**WHAT IS NEEDED:** Keeping every word the same, return the listing from its first line until the line holding "rough mask: <svg" has been returned as well.

==== SUPPLIED INFORMATION

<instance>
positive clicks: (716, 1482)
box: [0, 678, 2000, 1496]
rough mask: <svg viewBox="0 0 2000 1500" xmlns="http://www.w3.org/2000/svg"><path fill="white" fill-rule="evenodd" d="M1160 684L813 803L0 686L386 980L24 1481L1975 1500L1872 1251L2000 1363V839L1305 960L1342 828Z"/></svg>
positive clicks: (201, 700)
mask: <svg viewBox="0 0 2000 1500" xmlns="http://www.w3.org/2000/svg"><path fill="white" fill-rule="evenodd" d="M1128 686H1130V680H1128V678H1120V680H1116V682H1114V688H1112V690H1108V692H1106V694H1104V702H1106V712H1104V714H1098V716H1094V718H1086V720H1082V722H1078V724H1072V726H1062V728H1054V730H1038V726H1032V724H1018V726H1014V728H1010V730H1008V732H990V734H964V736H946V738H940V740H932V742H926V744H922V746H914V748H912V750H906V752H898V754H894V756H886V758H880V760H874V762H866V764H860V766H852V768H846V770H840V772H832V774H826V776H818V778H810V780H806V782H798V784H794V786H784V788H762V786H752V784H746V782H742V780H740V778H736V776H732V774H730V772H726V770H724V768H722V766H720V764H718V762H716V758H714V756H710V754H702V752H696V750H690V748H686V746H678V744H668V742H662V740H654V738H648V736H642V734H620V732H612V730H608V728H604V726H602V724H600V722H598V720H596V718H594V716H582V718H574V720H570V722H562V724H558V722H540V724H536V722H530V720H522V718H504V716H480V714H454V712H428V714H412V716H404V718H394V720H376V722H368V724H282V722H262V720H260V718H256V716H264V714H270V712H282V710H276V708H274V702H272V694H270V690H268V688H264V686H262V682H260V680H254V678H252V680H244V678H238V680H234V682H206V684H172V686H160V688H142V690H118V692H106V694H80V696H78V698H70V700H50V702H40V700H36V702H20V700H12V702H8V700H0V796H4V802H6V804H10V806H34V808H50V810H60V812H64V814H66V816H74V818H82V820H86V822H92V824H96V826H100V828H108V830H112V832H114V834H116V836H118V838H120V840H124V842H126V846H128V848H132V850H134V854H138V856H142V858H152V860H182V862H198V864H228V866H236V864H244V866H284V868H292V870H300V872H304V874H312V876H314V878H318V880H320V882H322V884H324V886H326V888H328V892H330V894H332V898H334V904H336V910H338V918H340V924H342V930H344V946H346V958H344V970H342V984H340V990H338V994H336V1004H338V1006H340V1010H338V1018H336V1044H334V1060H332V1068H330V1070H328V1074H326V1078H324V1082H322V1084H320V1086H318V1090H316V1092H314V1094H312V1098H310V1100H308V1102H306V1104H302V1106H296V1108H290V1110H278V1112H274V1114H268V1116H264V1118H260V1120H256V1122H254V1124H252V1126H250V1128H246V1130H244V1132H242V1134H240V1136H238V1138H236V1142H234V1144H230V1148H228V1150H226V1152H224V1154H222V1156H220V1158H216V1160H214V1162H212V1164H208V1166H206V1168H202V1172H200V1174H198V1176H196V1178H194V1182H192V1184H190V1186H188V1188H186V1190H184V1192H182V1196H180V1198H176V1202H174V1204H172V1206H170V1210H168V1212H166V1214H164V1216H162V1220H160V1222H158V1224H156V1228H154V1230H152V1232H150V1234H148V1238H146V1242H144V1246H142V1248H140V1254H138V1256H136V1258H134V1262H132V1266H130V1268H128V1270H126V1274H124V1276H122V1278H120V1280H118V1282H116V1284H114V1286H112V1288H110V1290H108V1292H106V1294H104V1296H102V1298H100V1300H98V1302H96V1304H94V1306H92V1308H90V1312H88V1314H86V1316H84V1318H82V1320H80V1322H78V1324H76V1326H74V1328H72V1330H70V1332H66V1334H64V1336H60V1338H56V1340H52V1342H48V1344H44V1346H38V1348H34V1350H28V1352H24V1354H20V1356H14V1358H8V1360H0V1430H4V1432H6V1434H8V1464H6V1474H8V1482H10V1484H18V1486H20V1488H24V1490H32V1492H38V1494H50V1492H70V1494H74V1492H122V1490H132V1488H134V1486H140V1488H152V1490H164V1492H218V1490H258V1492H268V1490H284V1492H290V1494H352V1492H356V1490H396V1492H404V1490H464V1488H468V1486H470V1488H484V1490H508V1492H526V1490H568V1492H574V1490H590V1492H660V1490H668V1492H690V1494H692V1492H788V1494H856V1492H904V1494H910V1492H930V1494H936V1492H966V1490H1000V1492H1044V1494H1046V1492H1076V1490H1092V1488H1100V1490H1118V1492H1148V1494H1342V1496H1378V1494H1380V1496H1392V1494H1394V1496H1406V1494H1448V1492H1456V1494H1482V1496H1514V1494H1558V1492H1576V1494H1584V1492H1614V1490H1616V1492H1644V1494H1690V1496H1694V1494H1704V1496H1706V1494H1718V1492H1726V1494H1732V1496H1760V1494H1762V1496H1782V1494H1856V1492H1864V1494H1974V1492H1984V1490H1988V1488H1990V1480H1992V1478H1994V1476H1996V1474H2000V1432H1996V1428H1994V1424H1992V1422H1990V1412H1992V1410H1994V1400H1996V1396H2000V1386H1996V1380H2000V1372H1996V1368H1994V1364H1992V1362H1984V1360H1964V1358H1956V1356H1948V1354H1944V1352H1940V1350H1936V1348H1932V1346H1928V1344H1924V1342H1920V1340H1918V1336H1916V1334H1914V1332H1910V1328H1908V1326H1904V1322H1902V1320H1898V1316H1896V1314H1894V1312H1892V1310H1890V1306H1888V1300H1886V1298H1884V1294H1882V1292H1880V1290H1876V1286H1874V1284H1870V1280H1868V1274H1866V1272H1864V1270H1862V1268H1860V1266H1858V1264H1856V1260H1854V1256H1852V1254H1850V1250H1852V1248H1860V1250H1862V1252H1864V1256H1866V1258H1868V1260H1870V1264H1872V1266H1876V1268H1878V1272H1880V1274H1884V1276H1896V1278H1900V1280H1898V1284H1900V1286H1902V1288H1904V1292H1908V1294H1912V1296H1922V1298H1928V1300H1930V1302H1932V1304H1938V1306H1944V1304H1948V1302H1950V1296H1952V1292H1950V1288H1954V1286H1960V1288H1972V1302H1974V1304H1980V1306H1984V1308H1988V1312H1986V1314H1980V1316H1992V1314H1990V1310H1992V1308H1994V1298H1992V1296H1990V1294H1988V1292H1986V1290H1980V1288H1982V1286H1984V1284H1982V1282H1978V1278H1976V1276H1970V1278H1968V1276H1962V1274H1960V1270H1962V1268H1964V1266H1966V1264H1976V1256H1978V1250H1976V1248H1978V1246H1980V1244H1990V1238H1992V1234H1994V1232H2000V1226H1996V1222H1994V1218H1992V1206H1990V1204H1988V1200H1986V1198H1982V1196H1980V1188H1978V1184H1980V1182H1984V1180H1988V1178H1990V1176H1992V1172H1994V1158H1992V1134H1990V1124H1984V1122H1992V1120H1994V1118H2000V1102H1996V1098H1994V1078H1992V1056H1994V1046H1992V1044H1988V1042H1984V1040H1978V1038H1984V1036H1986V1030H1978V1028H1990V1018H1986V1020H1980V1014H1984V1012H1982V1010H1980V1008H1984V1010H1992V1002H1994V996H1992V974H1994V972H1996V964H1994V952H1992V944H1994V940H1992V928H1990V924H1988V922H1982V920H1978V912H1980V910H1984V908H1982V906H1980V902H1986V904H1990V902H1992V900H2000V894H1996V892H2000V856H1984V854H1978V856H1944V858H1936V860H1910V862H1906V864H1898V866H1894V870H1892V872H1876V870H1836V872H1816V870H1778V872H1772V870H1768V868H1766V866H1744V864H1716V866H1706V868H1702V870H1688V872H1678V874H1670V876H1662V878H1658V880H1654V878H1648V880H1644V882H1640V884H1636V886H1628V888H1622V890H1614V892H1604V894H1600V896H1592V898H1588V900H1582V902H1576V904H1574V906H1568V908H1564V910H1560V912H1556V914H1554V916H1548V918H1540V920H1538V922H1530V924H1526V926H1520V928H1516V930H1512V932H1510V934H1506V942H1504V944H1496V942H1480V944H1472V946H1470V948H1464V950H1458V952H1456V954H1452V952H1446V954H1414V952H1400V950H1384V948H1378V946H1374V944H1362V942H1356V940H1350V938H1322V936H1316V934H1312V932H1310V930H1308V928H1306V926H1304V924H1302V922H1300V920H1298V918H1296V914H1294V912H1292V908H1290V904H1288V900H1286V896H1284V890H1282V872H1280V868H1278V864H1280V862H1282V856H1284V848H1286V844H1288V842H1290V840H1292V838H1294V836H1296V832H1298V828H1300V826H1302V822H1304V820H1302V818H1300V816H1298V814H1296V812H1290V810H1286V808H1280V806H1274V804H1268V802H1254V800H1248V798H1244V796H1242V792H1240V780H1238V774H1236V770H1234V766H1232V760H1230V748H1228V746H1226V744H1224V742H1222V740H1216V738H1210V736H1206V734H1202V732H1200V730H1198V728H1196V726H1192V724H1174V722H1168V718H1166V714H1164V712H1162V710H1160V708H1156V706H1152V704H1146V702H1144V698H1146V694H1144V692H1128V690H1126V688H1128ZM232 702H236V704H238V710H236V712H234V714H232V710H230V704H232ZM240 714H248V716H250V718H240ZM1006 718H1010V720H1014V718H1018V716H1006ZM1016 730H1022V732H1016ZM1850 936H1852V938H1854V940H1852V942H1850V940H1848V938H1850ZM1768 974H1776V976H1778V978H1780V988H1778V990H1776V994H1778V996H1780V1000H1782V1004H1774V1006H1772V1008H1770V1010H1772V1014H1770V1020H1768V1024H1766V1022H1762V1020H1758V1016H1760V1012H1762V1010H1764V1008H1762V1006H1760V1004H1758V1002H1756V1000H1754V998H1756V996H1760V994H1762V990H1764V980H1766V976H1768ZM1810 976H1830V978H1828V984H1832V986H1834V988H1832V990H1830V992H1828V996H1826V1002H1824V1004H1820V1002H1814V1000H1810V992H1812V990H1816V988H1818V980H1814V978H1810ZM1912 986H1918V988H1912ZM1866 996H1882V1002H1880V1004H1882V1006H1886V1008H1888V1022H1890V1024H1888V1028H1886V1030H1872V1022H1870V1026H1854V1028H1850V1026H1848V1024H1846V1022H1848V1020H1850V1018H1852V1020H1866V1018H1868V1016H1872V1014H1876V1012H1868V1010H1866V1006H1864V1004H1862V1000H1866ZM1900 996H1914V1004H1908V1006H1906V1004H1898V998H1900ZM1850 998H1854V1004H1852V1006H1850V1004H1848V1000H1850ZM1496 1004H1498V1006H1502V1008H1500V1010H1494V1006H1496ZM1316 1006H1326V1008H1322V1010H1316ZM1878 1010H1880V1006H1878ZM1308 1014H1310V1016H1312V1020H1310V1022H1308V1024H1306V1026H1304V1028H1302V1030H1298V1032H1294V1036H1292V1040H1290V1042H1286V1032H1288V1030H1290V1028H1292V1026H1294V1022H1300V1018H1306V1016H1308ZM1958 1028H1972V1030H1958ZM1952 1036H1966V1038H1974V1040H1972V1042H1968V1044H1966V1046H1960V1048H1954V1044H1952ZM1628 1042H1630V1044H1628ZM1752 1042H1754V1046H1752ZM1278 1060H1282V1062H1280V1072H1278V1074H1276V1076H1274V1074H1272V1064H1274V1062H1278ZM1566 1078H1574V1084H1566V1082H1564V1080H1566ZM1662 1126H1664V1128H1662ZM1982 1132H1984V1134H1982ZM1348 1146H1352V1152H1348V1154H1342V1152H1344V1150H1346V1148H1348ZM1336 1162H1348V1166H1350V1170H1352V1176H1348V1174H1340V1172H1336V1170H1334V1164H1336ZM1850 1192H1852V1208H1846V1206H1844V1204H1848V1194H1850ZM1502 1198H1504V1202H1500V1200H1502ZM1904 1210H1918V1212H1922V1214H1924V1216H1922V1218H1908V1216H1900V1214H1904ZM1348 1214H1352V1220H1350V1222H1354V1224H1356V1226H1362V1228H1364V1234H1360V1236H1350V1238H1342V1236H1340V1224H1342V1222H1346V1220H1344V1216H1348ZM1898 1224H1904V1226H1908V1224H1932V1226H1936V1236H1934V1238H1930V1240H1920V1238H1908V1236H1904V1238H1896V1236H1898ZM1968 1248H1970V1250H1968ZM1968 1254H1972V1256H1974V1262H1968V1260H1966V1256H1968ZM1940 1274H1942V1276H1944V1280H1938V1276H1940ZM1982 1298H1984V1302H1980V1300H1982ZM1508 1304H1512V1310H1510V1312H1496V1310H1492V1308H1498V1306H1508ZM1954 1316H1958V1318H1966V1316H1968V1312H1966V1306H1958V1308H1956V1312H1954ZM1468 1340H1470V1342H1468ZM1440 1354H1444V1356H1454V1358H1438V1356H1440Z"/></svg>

========

**RESPONSE TO THE TASK:**
<instance>
positive clicks: (716, 1482)
box: [0, 678, 2000, 1496]
rough mask: <svg viewBox="0 0 2000 1500" xmlns="http://www.w3.org/2000/svg"><path fill="white" fill-rule="evenodd" d="M1160 684L813 803L0 686L386 980L24 1481L1975 1500L1872 1251L2000 1363V839L1305 960L1342 828Z"/></svg>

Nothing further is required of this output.